**ABOUT THIS EXERCISE**
All lines from the one with "Exercise. Identify every instance of the parked" onward, through the last line of the records below, are to be retyped word for word.

**THE DATA**
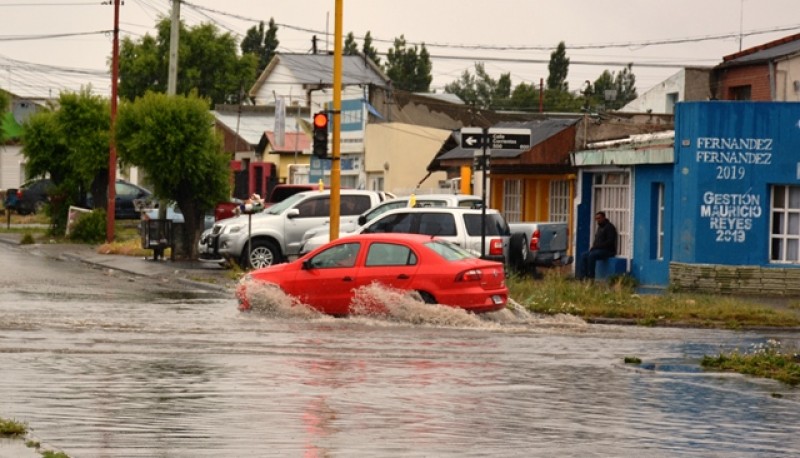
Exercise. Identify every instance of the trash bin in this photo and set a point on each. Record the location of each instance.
(158, 237)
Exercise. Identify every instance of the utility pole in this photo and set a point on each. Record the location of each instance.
(112, 149)
(172, 74)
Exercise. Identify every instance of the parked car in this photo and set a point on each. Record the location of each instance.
(435, 270)
(129, 199)
(33, 196)
(421, 201)
(274, 235)
(461, 226)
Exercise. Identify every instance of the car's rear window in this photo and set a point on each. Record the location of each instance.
(448, 251)
(495, 224)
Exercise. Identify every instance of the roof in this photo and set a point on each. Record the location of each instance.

**OUTPUT OF THE EXERCISE**
Exercise. Identify every instance of the parked car in this photo and set a point on each. Record the location of each instance.
(435, 270)
(129, 199)
(33, 196)
(421, 201)
(274, 235)
(461, 226)
Exercise. Identify every instance of the car's rear window in this photo and set a point on each. Record the location of each instance.
(448, 251)
(495, 224)
Exercise. Identify every instance of the roof in this photo and set a point on each. Record the location of each instance.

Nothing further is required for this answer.